- [WHAT THE EXERCISE ASKS] Everything in the records must be copied exactly except the pictures.

- [DATA TO PROCESS]

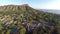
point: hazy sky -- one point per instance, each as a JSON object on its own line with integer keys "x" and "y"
{"x": 39, "y": 4}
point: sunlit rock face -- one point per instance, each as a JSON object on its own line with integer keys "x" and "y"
{"x": 22, "y": 19}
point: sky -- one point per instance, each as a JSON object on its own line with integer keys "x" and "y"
{"x": 37, "y": 4}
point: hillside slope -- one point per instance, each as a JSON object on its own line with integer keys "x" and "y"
{"x": 23, "y": 19}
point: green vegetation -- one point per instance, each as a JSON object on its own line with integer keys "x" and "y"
{"x": 15, "y": 22}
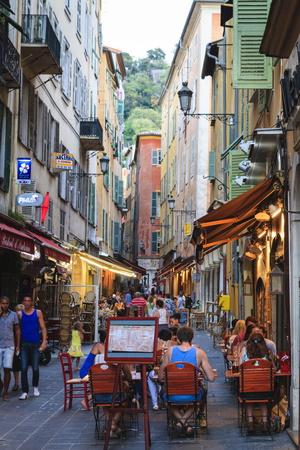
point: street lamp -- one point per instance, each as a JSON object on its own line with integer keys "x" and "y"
{"x": 276, "y": 281}
{"x": 185, "y": 98}
{"x": 171, "y": 202}
{"x": 104, "y": 164}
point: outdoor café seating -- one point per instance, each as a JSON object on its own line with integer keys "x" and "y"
{"x": 256, "y": 388}
{"x": 182, "y": 389}
{"x": 73, "y": 387}
{"x": 108, "y": 390}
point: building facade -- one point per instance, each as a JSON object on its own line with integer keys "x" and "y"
{"x": 185, "y": 149}
{"x": 146, "y": 236}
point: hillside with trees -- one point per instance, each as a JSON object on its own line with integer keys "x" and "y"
{"x": 144, "y": 83}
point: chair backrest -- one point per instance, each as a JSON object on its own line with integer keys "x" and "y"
{"x": 257, "y": 376}
{"x": 66, "y": 365}
{"x": 103, "y": 379}
{"x": 181, "y": 379}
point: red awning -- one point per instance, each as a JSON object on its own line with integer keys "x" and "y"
{"x": 51, "y": 248}
{"x": 14, "y": 239}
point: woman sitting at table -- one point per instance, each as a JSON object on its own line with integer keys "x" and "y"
{"x": 185, "y": 352}
{"x": 256, "y": 348}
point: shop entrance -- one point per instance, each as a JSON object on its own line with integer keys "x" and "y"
{"x": 65, "y": 304}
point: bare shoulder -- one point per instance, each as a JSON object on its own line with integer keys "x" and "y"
{"x": 201, "y": 353}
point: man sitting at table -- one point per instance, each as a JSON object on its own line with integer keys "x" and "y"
{"x": 174, "y": 320}
{"x": 185, "y": 352}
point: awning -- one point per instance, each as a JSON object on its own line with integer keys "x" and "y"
{"x": 128, "y": 264}
{"x": 226, "y": 12}
{"x": 176, "y": 267}
{"x": 13, "y": 239}
{"x": 234, "y": 219}
{"x": 107, "y": 263}
{"x": 51, "y": 249}
{"x": 282, "y": 29}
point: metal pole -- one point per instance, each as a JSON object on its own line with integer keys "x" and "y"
{"x": 97, "y": 295}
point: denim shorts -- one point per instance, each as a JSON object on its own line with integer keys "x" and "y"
{"x": 6, "y": 357}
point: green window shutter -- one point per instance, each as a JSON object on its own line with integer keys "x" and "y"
{"x": 251, "y": 70}
{"x": 235, "y": 158}
{"x": 212, "y": 164}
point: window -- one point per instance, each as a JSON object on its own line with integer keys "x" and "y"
{"x": 50, "y": 217}
{"x": 5, "y": 146}
{"x": 155, "y": 241}
{"x": 79, "y": 17}
{"x": 77, "y": 87}
{"x": 63, "y": 186}
{"x": 66, "y": 63}
{"x": 62, "y": 225}
{"x": 68, "y": 6}
{"x": 156, "y": 157}
{"x": 155, "y": 205}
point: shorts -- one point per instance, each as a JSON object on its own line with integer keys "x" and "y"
{"x": 6, "y": 357}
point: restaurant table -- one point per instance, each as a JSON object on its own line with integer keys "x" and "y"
{"x": 230, "y": 374}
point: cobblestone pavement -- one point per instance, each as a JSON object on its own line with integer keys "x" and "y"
{"x": 41, "y": 424}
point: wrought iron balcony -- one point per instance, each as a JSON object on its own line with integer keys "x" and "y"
{"x": 40, "y": 47}
{"x": 10, "y": 73}
{"x": 91, "y": 134}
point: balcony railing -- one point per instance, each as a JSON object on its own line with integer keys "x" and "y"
{"x": 40, "y": 45}
{"x": 91, "y": 134}
{"x": 10, "y": 72}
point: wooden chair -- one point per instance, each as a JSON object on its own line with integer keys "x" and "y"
{"x": 103, "y": 380}
{"x": 73, "y": 387}
{"x": 181, "y": 379}
{"x": 256, "y": 387}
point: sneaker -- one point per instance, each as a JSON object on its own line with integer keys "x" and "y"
{"x": 36, "y": 392}
{"x": 23, "y": 396}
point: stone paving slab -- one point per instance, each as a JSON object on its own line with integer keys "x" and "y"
{"x": 41, "y": 424}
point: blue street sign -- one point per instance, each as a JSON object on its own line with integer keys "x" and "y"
{"x": 23, "y": 170}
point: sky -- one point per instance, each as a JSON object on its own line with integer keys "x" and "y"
{"x": 135, "y": 26}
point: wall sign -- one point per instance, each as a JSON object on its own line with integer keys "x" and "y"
{"x": 23, "y": 170}
{"x": 62, "y": 161}
{"x": 29, "y": 199}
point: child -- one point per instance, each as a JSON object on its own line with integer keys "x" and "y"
{"x": 75, "y": 348}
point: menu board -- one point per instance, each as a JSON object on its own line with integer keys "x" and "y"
{"x": 131, "y": 340}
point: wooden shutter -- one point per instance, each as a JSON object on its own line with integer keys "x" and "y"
{"x": 212, "y": 164}
{"x": 251, "y": 70}
{"x": 235, "y": 158}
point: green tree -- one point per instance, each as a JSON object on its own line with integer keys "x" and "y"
{"x": 143, "y": 86}
{"x": 141, "y": 119}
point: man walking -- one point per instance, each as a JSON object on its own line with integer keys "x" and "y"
{"x": 9, "y": 342}
{"x": 32, "y": 322}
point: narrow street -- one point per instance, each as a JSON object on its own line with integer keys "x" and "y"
{"x": 41, "y": 423}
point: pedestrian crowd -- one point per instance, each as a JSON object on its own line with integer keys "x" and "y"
{"x": 21, "y": 345}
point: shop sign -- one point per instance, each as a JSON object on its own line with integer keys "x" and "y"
{"x": 290, "y": 86}
{"x": 62, "y": 161}
{"x": 23, "y": 170}
{"x": 12, "y": 242}
{"x": 187, "y": 229}
{"x": 29, "y": 199}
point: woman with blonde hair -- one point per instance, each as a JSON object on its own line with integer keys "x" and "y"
{"x": 238, "y": 332}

- [ANSWER SECTION]
point: hazy sky -- one point per instance, each as a JSON object on its own line with integer keys "x" and "y"
{"x": 39, "y": 4}
point: sunlit rock face -- one point per instance, each as a JSON object on its own line with integer keys "x" and "y"
{"x": 22, "y": 19}
point: sky -- one point per instance, each as a JSON object on its own line with integer keys "x" and "y"
{"x": 37, "y": 4}
point: hillside slope -- one point per instance, each as a JSON object on its own line with integer keys "x" and "y"
{"x": 23, "y": 19}
point: green vegetation -- one point per instance, each as a JSON object on its own line with integer keys "x" and "y"
{"x": 15, "y": 22}
point: street lamp -- one point per instance, each as a JSON object on its own line with integer keys "x" and "y"
{"x": 276, "y": 281}
{"x": 185, "y": 98}
{"x": 171, "y": 202}
{"x": 104, "y": 164}
point: outdoor café seating -- one point per instance, each as a JSON object on its own line with integer keys "x" and "y"
{"x": 256, "y": 388}
{"x": 182, "y": 389}
{"x": 73, "y": 387}
{"x": 108, "y": 390}
point: building facade -- one point per instance, each as a JSON object on its own line with integer keys "x" and "y"
{"x": 185, "y": 149}
{"x": 146, "y": 236}
point: hillside with trees -- one point per instance, each as a JSON object on its own line with integer keys "x" and "y"
{"x": 144, "y": 83}
point: chair backrest -- one point per instance, each as a JSON object on its own line with integer keys "x" and "y"
{"x": 257, "y": 376}
{"x": 66, "y": 365}
{"x": 103, "y": 379}
{"x": 181, "y": 379}
point: red awning -- one point per instance, each as a JSON object on its own line with integer keys "x" and "y"
{"x": 51, "y": 248}
{"x": 14, "y": 239}
point: woman sitting at table -- one point per instance, each as a JSON object on its own line with integer keys "x" and "y"
{"x": 185, "y": 352}
{"x": 256, "y": 348}
point: shop entrance -- one point per instance, each as a JSON object on its own line with integer keys "x" and "y"
{"x": 65, "y": 304}
point: bare shoulder -- one point per instance, each as a JSON object on its own line with integer keys "x" and "y"
{"x": 201, "y": 353}
point: man sitting at table -- one point per instance, each as a JSON object on its own line with integer keys "x" and "y"
{"x": 174, "y": 320}
{"x": 185, "y": 352}
point: awning -- one point per instance, each as a JSON object on its own line with integer keys "x" and "y"
{"x": 128, "y": 264}
{"x": 226, "y": 12}
{"x": 176, "y": 267}
{"x": 13, "y": 239}
{"x": 234, "y": 219}
{"x": 107, "y": 263}
{"x": 51, "y": 249}
{"x": 282, "y": 29}
point: metal pole -- one point per instance, each as a JSON object on its own line with integer keys "x" and "y"
{"x": 97, "y": 295}
point: denim shorts -- one point per instance, each as a JSON object on its own line with integer keys "x" and "y"
{"x": 6, "y": 357}
point: green window shutter -- one point per instance, each as a JSON object on its own line with integer keys "x" and "y"
{"x": 251, "y": 70}
{"x": 235, "y": 158}
{"x": 212, "y": 164}
point: window -- one point per instance, each as a JSON object on its own line with integer keys "x" and "y"
{"x": 50, "y": 217}
{"x": 5, "y": 146}
{"x": 155, "y": 241}
{"x": 79, "y": 17}
{"x": 77, "y": 87}
{"x": 63, "y": 186}
{"x": 66, "y": 63}
{"x": 62, "y": 225}
{"x": 68, "y": 6}
{"x": 156, "y": 157}
{"x": 155, "y": 205}
point: shorts -- one point per instance, each as a JSON object on its own line with integer keys "x" and "y"
{"x": 6, "y": 357}
point: restaurant table -- one point per instance, each as a JSON object on its own line with integer keys "x" and "y"
{"x": 230, "y": 374}
point: cobblestone pavement -- one point per instance, each as a JSON object on its own line with integer keys "x" and "y"
{"x": 41, "y": 424}
point: wrought iron balcony -- one point per instance, each as a JSON object on its own line with integer keys "x" and "y"
{"x": 40, "y": 47}
{"x": 10, "y": 73}
{"x": 91, "y": 134}
point: balcony railing -- one point per instance, each as a JSON object on its own line with integer keys "x" and "y"
{"x": 40, "y": 45}
{"x": 91, "y": 134}
{"x": 10, "y": 72}
point: wooden chair -- one point per instance, each as a JSON object on its own line with integer keys "x" and "y"
{"x": 103, "y": 380}
{"x": 73, "y": 387}
{"x": 181, "y": 379}
{"x": 256, "y": 387}
point: sneaker -- one point per instance, each as a JSON object on its own line with integer keys "x" and "y"
{"x": 36, "y": 392}
{"x": 23, "y": 396}
point: stone paving slab -- one point per instance, each as a JSON object on its own line with integer keys "x" and "y"
{"x": 41, "y": 424}
point: blue street sign -- one point per instance, each as a JSON object on its own line with integer keys "x" and "y"
{"x": 23, "y": 170}
point: sky -- one point per instance, each as a JSON object on its own line with integer keys "x" and "y"
{"x": 135, "y": 26}
point: wall sign -- one point per instance, each as a JSON object on its own line with integer keys "x" and "y"
{"x": 23, "y": 170}
{"x": 62, "y": 161}
{"x": 29, "y": 199}
point: child -- one point per instance, each as a JSON object on its own line with integer keys "x" and "y"
{"x": 75, "y": 348}
point: menu board -- one point per instance, each as a JSON object on its own line with integer keys "x" and "y"
{"x": 131, "y": 340}
point: wooden shutter -- one point per instance, each as a JSON object on its own line with integer keys "x" and "y"
{"x": 212, "y": 164}
{"x": 251, "y": 70}
{"x": 235, "y": 158}
point: green tree -- one point per instance, each as a JSON object on its own line with integer keys "x" and "y"
{"x": 143, "y": 86}
{"x": 141, "y": 119}
point: man walking -- one point per instance, each as a JSON object on its own line with integer keys "x" and "y"
{"x": 9, "y": 342}
{"x": 32, "y": 322}
point: narrow street -- one point per instance, each as a JSON object on its own line with integer keys "x" and "y"
{"x": 41, "y": 423}
point: pedestrian crowd -- one point per instance, each as a JSON object on its own line with integer keys "x" and "y"
{"x": 21, "y": 345}
point: shop sign -- one point per instance, each as a JSON object on its own line with integer keys "x" and "y"
{"x": 290, "y": 86}
{"x": 62, "y": 161}
{"x": 23, "y": 170}
{"x": 12, "y": 242}
{"x": 187, "y": 229}
{"x": 29, "y": 199}
point: woman with blonde hair -- one point per instance, each as a JSON object on its own line with integer keys "x" and "y"
{"x": 238, "y": 332}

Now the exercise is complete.